- [What is being asked] Please report each line of the data below that contains "pink".

══ Input material

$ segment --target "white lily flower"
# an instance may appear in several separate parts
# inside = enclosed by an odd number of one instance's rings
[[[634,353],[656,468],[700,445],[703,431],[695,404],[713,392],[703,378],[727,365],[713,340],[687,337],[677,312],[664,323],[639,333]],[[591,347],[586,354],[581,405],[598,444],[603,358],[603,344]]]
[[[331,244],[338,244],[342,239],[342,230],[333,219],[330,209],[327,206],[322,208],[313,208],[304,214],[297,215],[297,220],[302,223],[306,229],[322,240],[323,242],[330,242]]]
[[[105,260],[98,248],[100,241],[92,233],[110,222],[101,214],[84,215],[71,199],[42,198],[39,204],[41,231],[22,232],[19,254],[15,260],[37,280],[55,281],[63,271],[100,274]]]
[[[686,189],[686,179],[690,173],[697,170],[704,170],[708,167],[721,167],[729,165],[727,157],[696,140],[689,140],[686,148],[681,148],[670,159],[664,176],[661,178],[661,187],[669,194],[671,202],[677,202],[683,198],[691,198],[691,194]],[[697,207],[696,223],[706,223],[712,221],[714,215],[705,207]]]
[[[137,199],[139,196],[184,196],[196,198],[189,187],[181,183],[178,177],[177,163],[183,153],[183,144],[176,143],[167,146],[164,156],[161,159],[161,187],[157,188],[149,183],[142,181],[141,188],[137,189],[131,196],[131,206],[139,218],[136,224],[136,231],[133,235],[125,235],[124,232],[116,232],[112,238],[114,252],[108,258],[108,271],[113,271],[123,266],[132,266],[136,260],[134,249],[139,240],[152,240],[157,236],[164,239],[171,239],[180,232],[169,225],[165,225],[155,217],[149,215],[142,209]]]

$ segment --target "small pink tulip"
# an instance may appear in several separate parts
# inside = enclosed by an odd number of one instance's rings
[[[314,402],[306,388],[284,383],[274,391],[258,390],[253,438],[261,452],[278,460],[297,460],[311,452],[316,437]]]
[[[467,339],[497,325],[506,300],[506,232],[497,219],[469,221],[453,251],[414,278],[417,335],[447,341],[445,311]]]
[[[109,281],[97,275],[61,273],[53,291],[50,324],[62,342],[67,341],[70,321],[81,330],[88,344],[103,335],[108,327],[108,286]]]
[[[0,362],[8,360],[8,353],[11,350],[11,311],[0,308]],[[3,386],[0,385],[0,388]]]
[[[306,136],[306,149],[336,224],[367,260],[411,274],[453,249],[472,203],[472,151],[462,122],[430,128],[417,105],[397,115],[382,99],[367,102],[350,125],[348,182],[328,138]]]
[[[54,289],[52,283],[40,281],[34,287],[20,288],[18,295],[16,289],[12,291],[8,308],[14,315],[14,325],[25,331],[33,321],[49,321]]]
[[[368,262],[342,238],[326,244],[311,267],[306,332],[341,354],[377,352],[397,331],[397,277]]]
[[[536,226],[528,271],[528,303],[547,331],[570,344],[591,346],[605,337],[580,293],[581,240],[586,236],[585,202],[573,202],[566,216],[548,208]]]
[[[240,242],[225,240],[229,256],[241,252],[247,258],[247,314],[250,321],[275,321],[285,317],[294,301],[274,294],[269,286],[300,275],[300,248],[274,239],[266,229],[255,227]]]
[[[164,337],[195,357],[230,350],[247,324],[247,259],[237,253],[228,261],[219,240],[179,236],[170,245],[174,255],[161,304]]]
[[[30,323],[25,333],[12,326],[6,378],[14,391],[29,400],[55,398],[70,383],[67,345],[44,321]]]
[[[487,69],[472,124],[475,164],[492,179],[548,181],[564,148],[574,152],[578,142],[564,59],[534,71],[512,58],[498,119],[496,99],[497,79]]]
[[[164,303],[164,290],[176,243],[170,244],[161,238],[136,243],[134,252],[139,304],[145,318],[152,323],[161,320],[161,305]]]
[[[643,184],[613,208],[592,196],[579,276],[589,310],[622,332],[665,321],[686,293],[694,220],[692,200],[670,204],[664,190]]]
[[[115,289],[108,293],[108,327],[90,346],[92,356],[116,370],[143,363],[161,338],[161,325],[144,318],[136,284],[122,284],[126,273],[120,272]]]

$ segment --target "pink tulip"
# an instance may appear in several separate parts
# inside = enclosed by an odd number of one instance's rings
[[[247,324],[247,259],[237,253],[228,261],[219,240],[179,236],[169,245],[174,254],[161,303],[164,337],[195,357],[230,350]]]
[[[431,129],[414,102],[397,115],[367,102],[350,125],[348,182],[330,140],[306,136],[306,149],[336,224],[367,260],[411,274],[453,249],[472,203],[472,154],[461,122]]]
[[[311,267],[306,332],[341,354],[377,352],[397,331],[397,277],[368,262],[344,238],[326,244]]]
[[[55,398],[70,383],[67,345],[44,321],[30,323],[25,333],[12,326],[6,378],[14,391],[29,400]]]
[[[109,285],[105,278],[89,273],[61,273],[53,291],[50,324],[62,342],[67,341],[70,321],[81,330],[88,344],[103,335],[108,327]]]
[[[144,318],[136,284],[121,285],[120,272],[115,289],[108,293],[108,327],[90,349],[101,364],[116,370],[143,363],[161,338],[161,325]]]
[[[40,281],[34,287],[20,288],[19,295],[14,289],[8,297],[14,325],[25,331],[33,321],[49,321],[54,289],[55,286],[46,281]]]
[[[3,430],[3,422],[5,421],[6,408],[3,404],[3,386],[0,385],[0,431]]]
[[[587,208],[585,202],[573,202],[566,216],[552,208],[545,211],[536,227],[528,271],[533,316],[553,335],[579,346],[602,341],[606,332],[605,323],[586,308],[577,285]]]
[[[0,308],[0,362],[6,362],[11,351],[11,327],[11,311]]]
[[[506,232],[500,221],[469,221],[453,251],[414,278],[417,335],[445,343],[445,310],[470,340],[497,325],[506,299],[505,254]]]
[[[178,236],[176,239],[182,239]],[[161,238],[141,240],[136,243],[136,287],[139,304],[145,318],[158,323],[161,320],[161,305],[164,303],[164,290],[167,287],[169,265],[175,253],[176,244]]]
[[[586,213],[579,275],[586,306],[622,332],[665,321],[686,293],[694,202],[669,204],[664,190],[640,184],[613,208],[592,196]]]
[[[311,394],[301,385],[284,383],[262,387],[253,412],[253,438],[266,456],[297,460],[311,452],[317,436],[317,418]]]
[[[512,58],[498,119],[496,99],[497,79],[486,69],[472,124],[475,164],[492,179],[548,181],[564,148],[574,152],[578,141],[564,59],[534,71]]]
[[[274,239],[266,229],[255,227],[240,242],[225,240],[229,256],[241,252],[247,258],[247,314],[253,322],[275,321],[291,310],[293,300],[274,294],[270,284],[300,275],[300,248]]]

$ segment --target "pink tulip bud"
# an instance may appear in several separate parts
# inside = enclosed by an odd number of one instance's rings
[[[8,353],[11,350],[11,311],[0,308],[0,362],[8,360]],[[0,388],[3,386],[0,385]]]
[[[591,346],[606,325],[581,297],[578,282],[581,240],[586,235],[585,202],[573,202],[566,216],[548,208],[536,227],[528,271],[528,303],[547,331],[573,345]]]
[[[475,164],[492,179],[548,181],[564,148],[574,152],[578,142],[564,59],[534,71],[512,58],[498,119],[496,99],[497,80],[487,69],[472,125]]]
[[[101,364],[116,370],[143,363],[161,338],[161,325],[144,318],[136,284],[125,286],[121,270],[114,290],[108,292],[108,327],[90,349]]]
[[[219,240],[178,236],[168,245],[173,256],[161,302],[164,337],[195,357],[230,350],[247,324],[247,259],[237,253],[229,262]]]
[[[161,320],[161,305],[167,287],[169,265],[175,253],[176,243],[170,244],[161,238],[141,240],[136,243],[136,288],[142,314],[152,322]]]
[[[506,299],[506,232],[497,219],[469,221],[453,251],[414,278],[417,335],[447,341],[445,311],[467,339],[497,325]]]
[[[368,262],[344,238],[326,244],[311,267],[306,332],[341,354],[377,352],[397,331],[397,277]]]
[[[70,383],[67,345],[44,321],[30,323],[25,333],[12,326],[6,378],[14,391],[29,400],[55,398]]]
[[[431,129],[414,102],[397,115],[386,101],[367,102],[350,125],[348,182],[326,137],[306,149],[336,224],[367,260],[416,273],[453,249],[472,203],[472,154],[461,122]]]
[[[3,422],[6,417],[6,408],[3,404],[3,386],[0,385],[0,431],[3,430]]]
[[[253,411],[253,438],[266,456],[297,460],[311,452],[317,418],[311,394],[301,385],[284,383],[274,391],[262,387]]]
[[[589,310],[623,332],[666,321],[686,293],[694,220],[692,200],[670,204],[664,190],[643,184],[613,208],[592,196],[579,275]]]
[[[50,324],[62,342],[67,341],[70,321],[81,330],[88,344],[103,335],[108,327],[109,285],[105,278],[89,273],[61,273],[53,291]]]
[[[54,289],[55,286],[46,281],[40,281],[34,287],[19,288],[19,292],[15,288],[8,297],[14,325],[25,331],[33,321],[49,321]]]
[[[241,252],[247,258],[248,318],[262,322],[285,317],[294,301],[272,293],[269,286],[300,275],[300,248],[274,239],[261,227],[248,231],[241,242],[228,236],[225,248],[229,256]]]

════
══ Input material

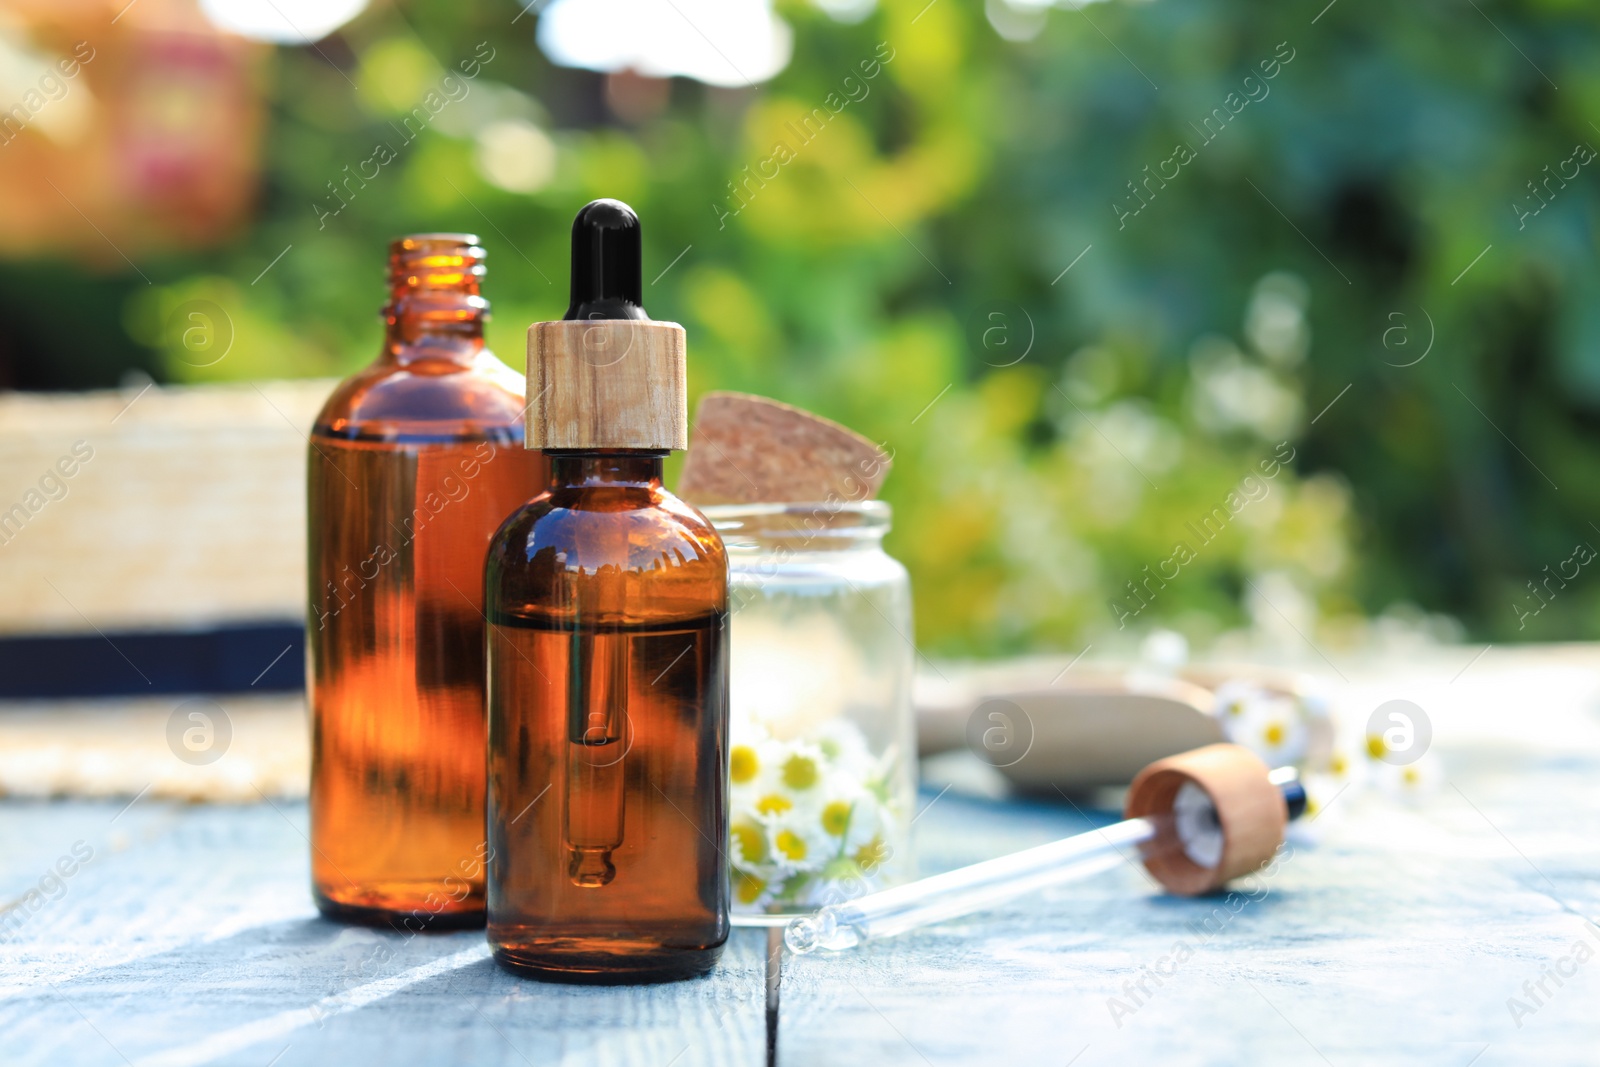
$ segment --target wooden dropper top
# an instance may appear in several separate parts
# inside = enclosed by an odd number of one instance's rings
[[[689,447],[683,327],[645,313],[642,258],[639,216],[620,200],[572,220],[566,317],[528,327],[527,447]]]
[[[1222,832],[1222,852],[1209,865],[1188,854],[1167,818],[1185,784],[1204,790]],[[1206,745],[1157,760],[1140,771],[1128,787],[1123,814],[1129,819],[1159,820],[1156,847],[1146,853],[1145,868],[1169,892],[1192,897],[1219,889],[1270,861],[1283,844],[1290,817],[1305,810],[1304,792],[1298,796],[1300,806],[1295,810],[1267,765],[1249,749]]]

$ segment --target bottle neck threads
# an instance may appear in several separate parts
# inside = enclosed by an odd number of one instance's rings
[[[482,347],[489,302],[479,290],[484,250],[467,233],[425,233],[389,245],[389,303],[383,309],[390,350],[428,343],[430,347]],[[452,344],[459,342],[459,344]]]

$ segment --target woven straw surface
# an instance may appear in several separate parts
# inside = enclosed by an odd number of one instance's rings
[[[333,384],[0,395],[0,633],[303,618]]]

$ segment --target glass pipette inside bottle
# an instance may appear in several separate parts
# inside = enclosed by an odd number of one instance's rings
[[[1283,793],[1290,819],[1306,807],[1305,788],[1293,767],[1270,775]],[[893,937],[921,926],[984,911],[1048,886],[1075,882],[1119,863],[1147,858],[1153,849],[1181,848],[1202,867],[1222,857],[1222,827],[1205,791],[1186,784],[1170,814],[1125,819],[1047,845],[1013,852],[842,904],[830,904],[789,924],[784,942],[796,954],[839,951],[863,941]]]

════

- [Result of the exercise]
$ segment --target "small pink tulip"
$ segment --target "pink tulip"
$ segment --target "pink tulip bud"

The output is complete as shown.